TEXT EXTRACT:

Excuse me to remove your bnice piece of anticipation, 
and excuse me to not answer in the same way as I do not have a good idea for now.

While what you show is likely true, there is just 1 single problem, this is not the
future. This is the present.

Currently, if you do not have the big button of your story, you still have a few 
choice as a ISV or upstream ( free or non free, the problem are the same for both,
except that in the case of free software, people will complain to you for stuff 
that you didn't decide to do ):

1) you just distribute nothing, besides a tarball with source code. Or maybe just a gem
or similar. This seems to satisfy perfectly some people who are quite happy of the
sisyphean tasks that is the integration of a always growing pack of line of code, but strangely
enough, it doesn't suit that well some end-users.

And the choice of version shipped by the distribution is a choice that the distribution
do. So far, this model served us quite well, and frankly, it satisfy most of my needs,
because I have several years of experience.  

But besides some end-users, that's also not satisfying for some upstream, since they 
want to have their code sent to users fast for various reasons, like "having feedback 
on new features" ( the faster, the better, if possible the day of release ), sometime, they want 
to distribute bugfixes or proposed bugfixes. Sometimes they also want to have
a supported version, potentially older. 

For every policy decided by a distro, you can find one reason to do thing differently.
In the end, it all boils down on who decide the version, between the upstream, the 
end users and distribution. And while of course, with enough ressources, everybody can 
choose what he want, there is no one here with a unlimited amount of ressources.
SO in the end, that's just distribution using their power to decide for others,; because others
either do not have the ressource (users), or spend their ressources on making software (upstream).

In order to take/give back some choice to upstream and/or end users, people tried
 various systems : 

2) compile stuff in static
That's ugly. And yet, that work enough well for distributing games on Linux since a few
years (earliest personal example I can find would be Unreal tournament), for 
distributing software used in industry or even plugin. Some upstream do this for now.
Despites us saying "don't do that, it kill kittens, ulrich drepper said it".


2bis) use some "magical" system, like autoinstall, zeroinstall, etc. They didn't work that well.

COMPLETE THE FOLLOWING:
**a)** In the comment on software distribution, what is the writer's earliest personal example of a game distributed on Linux as statically compiled software?
**b)** According to the comment on software distribution, among which parties does the choice of version come down to?
**c)** From the comment on software distribution, extract everything from "And the choice" down to "version, potentially older.".

RECORDS:
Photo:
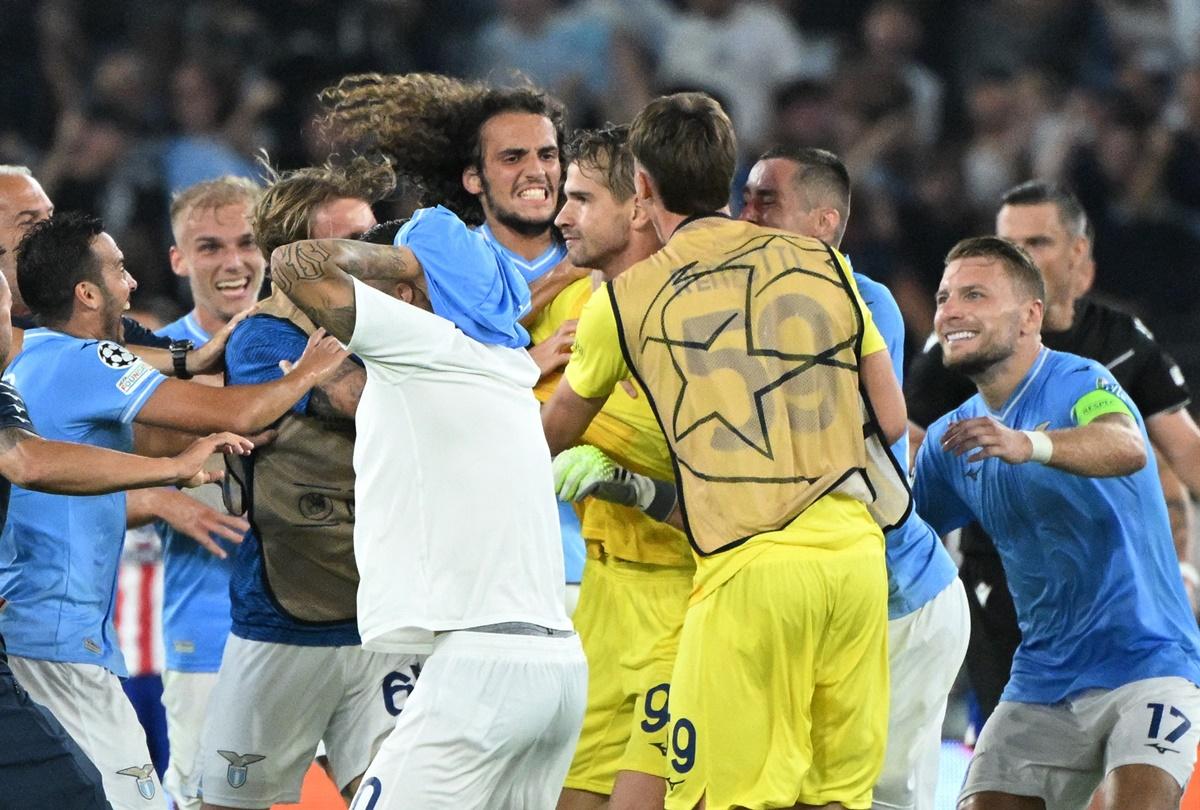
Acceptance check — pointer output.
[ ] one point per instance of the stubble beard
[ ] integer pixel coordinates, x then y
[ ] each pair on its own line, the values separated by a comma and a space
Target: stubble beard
511, 220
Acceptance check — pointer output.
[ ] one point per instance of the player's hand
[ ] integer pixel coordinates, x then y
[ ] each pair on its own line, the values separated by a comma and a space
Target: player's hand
989, 438
585, 471
191, 462
552, 353
209, 359
321, 358
198, 521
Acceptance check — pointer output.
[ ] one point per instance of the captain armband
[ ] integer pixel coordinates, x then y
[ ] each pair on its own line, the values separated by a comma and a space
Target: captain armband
1098, 403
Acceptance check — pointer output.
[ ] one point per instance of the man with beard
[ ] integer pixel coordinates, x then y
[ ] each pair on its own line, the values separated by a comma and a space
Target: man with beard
294, 577
61, 552
637, 575
775, 427
42, 765
1049, 222
491, 155
807, 191
1053, 459
450, 445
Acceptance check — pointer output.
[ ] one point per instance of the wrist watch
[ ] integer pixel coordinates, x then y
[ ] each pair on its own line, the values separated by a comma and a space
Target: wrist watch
179, 351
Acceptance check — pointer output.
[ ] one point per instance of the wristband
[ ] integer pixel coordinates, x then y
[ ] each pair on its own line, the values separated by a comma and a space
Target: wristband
1043, 448
179, 351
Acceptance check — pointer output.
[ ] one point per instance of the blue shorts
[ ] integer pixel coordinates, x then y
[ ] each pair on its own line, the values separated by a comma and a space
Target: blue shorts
40, 765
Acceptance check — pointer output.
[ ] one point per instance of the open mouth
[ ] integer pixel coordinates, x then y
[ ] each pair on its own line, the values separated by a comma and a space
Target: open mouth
233, 287
959, 336
534, 193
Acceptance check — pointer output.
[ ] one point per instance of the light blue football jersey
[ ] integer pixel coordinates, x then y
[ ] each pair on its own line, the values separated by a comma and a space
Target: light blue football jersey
195, 582
1090, 561
59, 555
574, 549
919, 568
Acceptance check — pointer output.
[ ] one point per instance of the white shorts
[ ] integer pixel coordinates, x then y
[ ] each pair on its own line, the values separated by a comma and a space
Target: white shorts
492, 724
185, 695
1061, 753
88, 700
925, 652
274, 703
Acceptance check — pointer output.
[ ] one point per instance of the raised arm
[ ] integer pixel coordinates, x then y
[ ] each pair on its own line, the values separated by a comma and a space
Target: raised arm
66, 468
1109, 445
567, 414
316, 275
198, 408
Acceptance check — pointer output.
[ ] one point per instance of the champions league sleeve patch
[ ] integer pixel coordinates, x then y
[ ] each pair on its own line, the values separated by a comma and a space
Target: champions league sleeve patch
114, 355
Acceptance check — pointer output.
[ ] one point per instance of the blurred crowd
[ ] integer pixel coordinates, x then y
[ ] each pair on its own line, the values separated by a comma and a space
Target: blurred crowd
936, 106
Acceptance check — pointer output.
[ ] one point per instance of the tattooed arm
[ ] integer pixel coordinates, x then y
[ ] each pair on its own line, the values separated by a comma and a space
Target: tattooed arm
316, 275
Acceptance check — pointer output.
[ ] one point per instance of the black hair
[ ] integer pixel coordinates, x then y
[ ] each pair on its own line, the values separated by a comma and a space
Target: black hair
52, 258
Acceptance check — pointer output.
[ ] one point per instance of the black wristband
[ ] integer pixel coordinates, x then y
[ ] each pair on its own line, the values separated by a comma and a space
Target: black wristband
179, 351
664, 503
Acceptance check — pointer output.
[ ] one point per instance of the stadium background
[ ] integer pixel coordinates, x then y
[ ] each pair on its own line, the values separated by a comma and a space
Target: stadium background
936, 106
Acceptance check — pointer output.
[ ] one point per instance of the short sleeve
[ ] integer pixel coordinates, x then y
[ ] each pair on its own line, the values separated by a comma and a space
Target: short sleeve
1090, 391
117, 382
390, 331
256, 348
888, 319
597, 364
934, 498
1157, 385
873, 341
12, 409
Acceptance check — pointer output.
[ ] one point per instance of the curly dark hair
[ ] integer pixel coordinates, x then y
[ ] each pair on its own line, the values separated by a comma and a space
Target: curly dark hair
52, 258
429, 126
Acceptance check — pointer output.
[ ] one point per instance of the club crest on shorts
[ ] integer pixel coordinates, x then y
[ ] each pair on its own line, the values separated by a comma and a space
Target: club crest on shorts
114, 355
238, 762
145, 785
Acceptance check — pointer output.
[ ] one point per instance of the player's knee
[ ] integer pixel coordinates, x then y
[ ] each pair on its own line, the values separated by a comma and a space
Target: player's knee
1143, 786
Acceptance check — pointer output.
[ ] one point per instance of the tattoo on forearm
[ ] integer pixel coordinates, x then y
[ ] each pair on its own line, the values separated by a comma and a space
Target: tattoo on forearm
10, 437
300, 262
382, 265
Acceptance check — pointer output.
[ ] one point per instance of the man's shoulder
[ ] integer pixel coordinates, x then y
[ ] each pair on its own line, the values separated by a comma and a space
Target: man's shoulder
1067, 364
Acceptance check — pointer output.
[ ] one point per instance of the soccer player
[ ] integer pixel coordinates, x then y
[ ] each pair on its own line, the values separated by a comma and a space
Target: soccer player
41, 765
637, 576
1049, 222
450, 443
216, 252
779, 690
23, 203
1051, 457
61, 552
493, 156
807, 191
295, 577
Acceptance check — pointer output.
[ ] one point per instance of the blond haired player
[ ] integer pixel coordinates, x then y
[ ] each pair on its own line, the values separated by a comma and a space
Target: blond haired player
637, 576
779, 691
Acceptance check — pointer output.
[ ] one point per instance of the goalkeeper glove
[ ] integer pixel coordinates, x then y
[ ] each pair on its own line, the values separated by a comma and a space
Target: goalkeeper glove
586, 471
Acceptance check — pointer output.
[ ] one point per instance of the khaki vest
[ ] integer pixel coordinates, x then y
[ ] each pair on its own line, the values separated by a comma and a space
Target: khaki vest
747, 341
300, 499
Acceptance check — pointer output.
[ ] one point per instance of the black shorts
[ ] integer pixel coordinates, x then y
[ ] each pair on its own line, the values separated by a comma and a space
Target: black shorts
994, 630
40, 765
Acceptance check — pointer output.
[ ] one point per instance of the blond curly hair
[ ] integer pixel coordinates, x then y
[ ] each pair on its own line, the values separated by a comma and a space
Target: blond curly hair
283, 214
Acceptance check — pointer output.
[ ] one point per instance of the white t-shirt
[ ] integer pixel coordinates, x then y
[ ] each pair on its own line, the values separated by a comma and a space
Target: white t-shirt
455, 517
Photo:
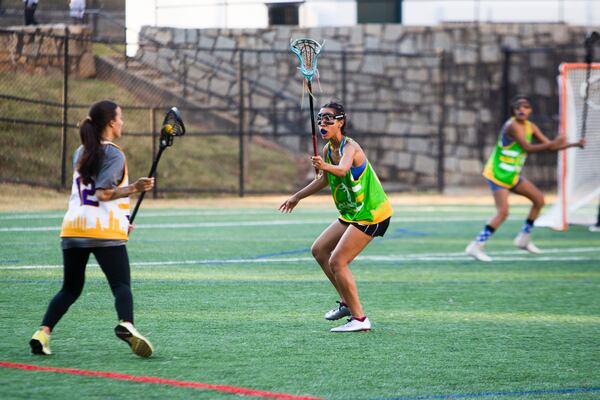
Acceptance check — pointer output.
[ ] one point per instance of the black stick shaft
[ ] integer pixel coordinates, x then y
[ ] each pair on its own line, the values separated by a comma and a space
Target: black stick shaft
150, 175
312, 121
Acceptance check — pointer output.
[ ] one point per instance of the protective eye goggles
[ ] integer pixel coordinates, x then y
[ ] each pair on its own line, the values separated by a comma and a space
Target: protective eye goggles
328, 119
521, 104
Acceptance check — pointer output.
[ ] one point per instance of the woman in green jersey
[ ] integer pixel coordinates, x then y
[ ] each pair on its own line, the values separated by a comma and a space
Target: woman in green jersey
365, 212
503, 174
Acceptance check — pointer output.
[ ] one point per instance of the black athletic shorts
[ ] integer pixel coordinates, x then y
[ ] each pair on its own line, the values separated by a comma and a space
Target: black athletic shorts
371, 230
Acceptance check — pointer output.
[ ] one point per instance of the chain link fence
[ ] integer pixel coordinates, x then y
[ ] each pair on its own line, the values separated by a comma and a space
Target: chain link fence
423, 119
247, 132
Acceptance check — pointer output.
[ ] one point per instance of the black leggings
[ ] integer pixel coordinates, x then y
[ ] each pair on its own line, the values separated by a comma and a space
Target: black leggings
115, 265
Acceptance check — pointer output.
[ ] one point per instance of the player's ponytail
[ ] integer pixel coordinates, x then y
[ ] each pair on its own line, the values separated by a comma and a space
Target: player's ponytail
90, 132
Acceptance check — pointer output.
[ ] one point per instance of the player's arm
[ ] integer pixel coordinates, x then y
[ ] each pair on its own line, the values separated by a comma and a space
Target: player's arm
518, 135
141, 185
318, 184
342, 168
559, 145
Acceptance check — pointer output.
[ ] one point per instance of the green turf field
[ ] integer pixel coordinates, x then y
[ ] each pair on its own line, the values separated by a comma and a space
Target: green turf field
232, 297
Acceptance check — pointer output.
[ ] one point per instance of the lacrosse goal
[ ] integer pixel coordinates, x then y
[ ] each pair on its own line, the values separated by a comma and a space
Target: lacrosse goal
578, 169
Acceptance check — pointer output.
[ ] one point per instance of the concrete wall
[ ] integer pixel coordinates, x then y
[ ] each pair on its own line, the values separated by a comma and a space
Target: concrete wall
40, 49
436, 88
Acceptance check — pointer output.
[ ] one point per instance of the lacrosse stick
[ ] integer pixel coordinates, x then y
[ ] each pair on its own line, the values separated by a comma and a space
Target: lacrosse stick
590, 40
172, 126
307, 51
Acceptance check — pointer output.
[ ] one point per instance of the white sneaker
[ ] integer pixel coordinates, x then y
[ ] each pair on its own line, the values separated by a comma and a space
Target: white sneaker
475, 249
523, 241
340, 311
40, 343
139, 345
354, 325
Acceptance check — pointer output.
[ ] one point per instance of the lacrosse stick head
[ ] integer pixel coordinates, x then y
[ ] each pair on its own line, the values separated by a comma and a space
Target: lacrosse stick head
307, 51
172, 126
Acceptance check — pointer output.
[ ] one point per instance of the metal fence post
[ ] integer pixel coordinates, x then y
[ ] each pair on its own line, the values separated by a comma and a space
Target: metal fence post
184, 76
441, 159
241, 133
506, 80
65, 107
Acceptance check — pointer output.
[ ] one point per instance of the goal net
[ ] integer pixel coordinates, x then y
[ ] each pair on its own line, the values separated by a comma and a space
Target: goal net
578, 169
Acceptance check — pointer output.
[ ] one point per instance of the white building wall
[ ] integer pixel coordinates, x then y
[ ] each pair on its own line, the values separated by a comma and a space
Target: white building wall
319, 13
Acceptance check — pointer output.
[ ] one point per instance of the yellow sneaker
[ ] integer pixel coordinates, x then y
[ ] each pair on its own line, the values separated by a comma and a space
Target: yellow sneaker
139, 344
40, 343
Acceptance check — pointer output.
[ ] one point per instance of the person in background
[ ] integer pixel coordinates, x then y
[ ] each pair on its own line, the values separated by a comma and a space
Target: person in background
503, 174
97, 222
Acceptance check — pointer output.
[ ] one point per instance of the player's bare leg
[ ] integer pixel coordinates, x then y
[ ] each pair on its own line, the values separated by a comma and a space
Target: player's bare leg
529, 190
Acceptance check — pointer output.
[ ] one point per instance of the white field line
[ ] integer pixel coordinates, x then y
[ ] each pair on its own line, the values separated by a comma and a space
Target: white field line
221, 224
507, 255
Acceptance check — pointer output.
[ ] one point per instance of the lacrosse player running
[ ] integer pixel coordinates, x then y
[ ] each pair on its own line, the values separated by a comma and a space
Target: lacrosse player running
365, 212
97, 223
503, 174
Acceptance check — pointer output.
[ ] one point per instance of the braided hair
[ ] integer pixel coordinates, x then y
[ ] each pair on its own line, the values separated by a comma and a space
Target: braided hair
90, 132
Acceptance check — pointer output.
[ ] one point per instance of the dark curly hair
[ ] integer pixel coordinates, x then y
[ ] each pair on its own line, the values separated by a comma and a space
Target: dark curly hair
90, 132
515, 100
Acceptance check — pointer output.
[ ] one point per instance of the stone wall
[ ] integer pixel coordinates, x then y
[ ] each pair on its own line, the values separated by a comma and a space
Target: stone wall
40, 49
411, 92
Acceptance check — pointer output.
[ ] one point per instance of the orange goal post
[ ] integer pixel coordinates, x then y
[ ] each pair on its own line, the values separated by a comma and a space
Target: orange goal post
578, 169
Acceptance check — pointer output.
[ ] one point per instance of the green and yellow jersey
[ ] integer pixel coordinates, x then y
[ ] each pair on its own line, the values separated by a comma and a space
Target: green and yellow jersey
361, 198
506, 161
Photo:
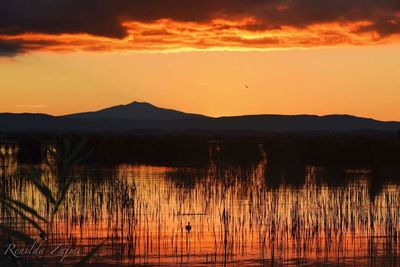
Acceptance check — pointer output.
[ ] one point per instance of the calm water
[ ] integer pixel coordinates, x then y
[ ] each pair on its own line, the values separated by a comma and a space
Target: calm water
237, 219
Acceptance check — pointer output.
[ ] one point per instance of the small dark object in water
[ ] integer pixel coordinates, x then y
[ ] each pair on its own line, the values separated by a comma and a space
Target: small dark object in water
42, 235
188, 227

WORKED SOLUTIONS:
**a)** Unreal tournament

**b)** The upstream, the end users, and the distribution.

**c)**
And the choice of version shipped by the distribution is a choice that the distribution
do. So far, this model served us quite well, and frankly, it satisfy most of my needs,
because I have several years of experience.  

But besides some end-users, that's also not satisfying for some upstream, since they 
want to have their code sent to users fast for various reasons, like "having feedback 
on new features" ( the faster, the better, if possible the day of release ), sometime, they want 
to distribute bugfixes or proposed bugfixes. Sometimes they also want to have
a supported version, potentially older.